(Detection examples)

╭──

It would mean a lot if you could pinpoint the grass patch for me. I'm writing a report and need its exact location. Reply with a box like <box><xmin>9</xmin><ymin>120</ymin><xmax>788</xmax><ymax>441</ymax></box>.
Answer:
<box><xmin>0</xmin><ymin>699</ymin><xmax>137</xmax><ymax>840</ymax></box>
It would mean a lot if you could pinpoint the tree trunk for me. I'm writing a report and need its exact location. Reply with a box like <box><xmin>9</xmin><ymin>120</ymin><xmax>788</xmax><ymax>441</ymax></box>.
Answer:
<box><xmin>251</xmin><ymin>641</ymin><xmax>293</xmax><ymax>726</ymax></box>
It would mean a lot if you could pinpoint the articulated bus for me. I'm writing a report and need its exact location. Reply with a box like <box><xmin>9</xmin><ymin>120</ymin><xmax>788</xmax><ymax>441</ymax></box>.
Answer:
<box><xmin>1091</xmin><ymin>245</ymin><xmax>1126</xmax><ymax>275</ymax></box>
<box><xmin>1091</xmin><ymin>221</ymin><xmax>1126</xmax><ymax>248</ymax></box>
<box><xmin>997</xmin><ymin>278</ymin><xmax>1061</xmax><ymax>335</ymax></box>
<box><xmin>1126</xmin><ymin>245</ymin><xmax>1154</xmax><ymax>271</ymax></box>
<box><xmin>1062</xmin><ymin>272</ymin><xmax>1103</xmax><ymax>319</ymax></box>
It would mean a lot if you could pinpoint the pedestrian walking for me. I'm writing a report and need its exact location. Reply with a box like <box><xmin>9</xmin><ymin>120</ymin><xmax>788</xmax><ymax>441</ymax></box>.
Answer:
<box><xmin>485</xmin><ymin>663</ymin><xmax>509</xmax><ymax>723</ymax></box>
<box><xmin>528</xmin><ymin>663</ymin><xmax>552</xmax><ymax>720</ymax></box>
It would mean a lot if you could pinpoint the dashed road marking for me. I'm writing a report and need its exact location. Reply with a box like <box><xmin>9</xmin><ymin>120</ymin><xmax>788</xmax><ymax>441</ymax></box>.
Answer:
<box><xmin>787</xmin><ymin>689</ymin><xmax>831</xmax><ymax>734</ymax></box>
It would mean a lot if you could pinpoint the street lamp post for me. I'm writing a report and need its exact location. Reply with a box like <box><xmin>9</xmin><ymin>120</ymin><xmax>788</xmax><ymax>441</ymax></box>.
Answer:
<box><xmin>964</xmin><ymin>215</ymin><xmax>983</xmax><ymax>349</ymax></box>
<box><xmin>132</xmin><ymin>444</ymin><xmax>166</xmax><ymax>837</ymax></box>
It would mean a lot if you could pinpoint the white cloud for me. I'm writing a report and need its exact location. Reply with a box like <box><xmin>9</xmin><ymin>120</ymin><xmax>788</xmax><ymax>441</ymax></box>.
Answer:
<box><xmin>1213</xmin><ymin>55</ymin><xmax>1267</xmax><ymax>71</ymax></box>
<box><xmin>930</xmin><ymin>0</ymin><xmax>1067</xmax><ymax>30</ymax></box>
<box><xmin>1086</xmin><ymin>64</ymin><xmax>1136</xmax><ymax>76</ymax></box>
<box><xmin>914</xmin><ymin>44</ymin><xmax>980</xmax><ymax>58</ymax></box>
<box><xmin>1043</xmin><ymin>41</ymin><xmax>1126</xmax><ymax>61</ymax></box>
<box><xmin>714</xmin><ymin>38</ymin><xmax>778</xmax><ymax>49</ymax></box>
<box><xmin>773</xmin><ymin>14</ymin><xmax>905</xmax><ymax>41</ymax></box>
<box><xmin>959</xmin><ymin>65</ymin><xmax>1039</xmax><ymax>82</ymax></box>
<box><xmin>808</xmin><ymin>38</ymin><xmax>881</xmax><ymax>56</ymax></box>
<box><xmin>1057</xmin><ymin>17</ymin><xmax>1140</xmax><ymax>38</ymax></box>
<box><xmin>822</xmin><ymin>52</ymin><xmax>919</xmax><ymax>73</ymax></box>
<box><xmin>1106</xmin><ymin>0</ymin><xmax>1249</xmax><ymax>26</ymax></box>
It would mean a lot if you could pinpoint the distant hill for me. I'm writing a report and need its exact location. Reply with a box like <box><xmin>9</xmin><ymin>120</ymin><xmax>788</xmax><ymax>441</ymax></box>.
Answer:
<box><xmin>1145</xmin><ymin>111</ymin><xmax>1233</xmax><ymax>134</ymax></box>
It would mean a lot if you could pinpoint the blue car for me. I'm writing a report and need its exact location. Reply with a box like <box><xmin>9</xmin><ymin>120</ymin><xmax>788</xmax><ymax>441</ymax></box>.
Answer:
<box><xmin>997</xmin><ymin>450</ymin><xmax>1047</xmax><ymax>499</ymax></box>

╰──
╭──

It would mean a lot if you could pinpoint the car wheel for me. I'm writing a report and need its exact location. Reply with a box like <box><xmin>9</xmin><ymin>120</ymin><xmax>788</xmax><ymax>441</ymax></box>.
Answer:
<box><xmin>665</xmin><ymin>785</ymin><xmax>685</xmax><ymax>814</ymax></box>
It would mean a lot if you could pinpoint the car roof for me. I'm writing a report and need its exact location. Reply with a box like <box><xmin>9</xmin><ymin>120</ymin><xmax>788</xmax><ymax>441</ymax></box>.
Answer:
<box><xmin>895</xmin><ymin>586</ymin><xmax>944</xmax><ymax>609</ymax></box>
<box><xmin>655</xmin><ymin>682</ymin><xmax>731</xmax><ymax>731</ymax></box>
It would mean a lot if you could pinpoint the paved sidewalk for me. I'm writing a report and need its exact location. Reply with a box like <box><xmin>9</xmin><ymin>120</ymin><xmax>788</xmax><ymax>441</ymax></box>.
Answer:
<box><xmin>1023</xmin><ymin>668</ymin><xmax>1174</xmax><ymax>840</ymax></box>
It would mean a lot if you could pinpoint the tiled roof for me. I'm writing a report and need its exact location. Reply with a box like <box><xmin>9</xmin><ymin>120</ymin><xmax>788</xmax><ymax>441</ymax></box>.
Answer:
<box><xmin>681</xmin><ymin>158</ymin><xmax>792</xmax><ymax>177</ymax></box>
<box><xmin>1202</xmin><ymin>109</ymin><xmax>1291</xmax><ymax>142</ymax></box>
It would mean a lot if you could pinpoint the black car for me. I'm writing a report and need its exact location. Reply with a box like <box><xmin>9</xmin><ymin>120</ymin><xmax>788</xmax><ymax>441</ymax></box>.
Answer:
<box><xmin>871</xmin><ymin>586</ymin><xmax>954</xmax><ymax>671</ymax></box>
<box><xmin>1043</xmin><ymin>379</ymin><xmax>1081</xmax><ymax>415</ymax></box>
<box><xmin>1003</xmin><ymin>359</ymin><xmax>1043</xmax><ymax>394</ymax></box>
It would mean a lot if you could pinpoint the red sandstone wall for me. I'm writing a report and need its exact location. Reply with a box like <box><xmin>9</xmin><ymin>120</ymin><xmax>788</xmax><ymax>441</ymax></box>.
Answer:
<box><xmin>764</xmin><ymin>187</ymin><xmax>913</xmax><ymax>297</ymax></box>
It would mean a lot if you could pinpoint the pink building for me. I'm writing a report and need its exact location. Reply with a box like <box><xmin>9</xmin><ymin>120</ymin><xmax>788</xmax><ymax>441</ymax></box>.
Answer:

╰──

Challenge: Count the lines above that contain the word "roof". Give only the number.

Written solution: 2